QUESTIONS ON THE MATERIAL:
- 1) Summarize the passage on New Haven traffic safety in two sentences.
- 2) Quote the passage on New Haven traffic safety from "To read a complete" to "in New Haven.".

EXCERPT PROVIDED:
=====

To read a complete round-up of the event, please see "When will transportation departments start making roads safe for all?", by Phil Langdon of the New Urban News. Mr. Langdon writes that while traffic deaths have fallen dramatically, safety advocates and officials still pay far too little attention to the potential of better street design. Public comments at the bottom of Langdon's piece are also helpful to illustrate current conditions in New Haven.
Though its focus was on other injury prevention factors, the Traffic Safety Conference also highlighted CT DOT's inadequate application of proper street design for cities in our cities. New Haven Police Chief Frank Limon showed two very striking maps, one of vehicular accidents, the other of vehicular violations. In Limon's maps, the traffic violations (like running red lights) were focused on typical New Haven streets, which are sometimes patrolled by traffic enforcement officers particularly within pedestrian-heavy retail districts. But fatal accidents were concentrated along the state roads (which also serve as city arterials) that have been recently rebuilt to DOT standards -- roads with wide and multiple turn lanes in car oriented environments like Foxon Road and Ella Grasso Boulevard.
Limon spoke at length about the intersection of Derby Avenue and Ella Grasso Boulevard, a spot that has seen dozens of severe crashes. In this location, ConnDOT installed multiple turn lanes, and broad expanses of pavement, within the past five years. Chief Limon advised: "Don't go near it."

=====

GIVEN ENTRIES:
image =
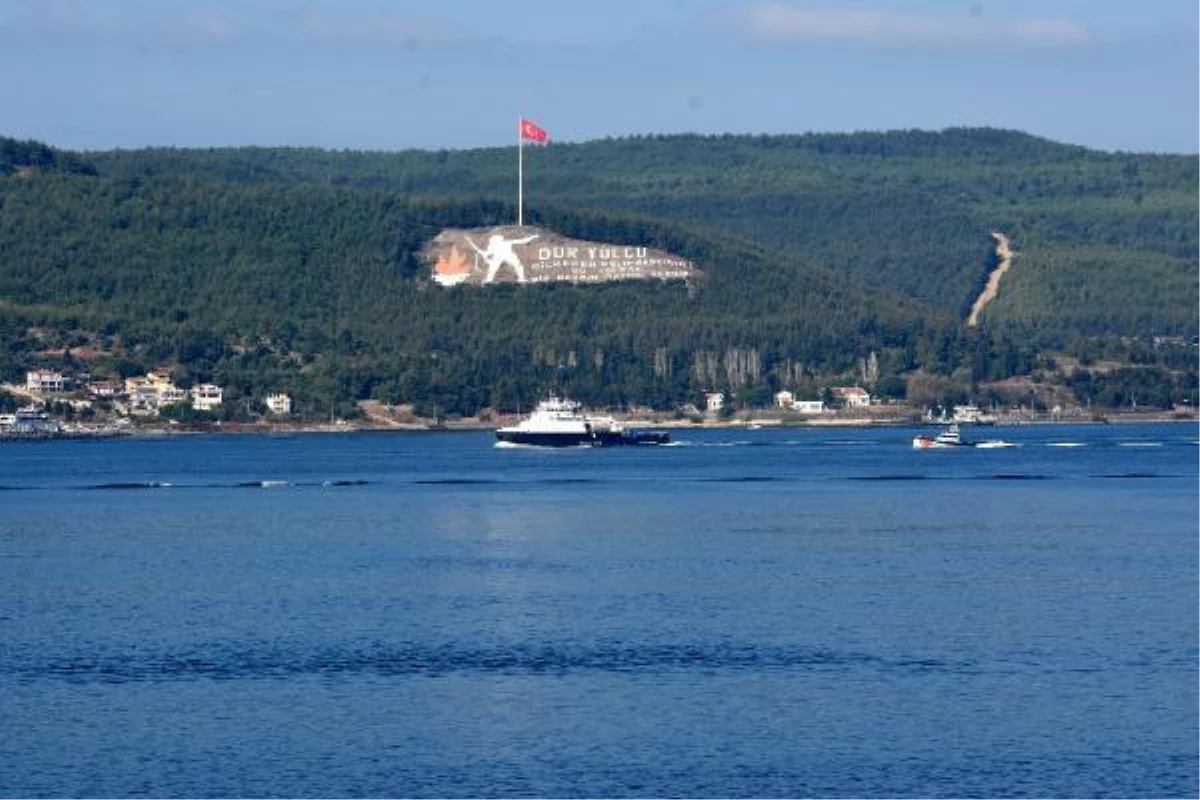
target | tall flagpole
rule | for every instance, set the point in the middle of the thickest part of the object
(520, 175)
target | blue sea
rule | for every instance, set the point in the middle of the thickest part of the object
(769, 613)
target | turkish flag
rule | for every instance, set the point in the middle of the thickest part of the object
(533, 132)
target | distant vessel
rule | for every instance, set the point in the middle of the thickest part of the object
(29, 421)
(561, 422)
(947, 438)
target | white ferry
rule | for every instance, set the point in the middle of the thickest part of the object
(561, 422)
(947, 438)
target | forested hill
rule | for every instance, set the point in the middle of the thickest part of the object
(904, 211)
(826, 258)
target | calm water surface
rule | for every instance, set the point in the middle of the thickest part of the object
(760, 613)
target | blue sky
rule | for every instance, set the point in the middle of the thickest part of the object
(390, 74)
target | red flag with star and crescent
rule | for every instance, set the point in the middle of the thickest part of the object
(533, 132)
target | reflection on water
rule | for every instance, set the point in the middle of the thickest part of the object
(749, 613)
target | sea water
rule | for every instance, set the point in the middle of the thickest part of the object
(744, 613)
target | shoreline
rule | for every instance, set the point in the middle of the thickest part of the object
(478, 426)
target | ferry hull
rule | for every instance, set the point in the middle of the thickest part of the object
(594, 439)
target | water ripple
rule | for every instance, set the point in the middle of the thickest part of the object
(228, 662)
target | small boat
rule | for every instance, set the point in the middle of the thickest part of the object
(561, 422)
(947, 438)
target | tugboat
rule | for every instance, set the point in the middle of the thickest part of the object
(947, 438)
(561, 422)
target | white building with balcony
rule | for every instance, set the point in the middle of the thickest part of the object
(43, 380)
(207, 397)
(280, 404)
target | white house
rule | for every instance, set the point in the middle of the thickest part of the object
(279, 404)
(851, 396)
(43, 380)
(207, 397)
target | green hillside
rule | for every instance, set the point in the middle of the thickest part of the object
(297, 269)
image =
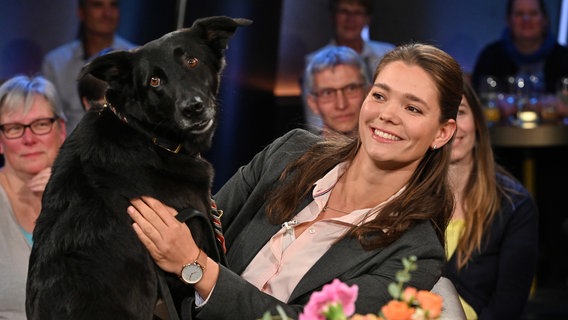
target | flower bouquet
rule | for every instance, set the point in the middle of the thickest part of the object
(336, 301)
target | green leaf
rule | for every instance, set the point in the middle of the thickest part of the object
(394, 290)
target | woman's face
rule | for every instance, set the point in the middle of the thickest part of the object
(464, 141)
(526, 21)
(400, 118)
(31, 153)
(339, 111)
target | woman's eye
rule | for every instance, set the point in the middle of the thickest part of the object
(155, 81)
(413, 109)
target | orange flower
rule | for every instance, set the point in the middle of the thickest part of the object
(368, 316)
(397, 310)
(409, 294)
(430, 302)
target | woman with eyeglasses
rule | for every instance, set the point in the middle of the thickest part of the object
(32, 129)
(309, 209)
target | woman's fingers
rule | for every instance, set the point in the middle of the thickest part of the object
(39, 181)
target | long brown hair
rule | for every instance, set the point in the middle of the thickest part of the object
(427, 196)
(482, 193)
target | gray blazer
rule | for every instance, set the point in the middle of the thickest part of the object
(243, 200)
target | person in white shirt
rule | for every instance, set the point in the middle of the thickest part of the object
(350, 18)
(307, 209)
(99, 20)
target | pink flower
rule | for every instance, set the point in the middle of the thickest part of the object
(409, 294)
(333, 300)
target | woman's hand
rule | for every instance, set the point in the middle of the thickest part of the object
(169, 241)
(39, 181)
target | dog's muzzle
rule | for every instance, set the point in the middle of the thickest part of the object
(201, 126)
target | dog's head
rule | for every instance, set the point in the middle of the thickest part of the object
(167, 88)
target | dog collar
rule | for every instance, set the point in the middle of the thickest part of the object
(160, 142)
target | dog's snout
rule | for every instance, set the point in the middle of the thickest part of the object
(193, 107)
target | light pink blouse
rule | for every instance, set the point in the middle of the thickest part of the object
(285, 259)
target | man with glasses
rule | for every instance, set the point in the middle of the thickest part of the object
(335, 84)
(32, 130)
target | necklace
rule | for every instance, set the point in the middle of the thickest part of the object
(337, 210)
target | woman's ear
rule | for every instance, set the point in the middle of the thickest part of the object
(311, 100)
(445, 133)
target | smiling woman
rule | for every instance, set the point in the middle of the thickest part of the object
(387, 187)
(32, 131)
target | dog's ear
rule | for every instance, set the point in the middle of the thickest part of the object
(217, 30)
(114, 67)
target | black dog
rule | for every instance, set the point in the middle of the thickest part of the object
(86, 261)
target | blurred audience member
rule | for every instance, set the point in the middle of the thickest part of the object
(91, 92)
(335, 85)
(527, 47)
(492, 239)
(350, 18)
(32, 131)
(97, 32)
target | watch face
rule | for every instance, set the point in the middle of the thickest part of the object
(192, 273)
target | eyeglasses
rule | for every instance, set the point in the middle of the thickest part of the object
(352, 90)
(350, 13)
(38, 127)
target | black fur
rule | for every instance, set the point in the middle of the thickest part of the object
(86, 261)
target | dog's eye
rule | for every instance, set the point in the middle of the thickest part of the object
(155, 81)
(191, 62)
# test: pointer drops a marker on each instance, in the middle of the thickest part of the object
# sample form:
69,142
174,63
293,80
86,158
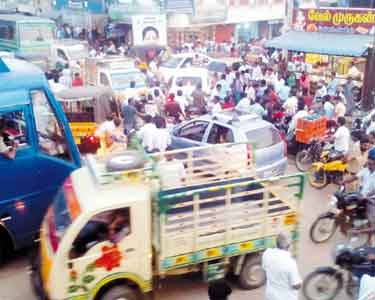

=====

TASK RESPONSES:
- 1) The passage points readers to an article by Phil Langdon arguing that, although traffic deaths have fallen dramatically, safety advocates and officials pay too little attention to better street design. At the Traffic Safety Conference, New Haven Police Chief Frank Limon showed maps in which violations clustered on typical city streets while fatal accidents concentrated on state roads rebuilt to DOT standards, and he warned people to stay away from the crash-prone intersection of Derby Avenue and Ella Grasso Boulevard.

- 2)
To read a complete round-up of the event, please see "When will transportation departments start making roads safe for all?", by Phil Langdon of the New Urban News. Mr. Langdon writes that while traffic deaths have fallen dramatically, safety advocates and officials still pay far too little attention to the potential of better street design. Public comments at the bottom of Langdon's piece are also helpful to illustrate current conditions in New Haven.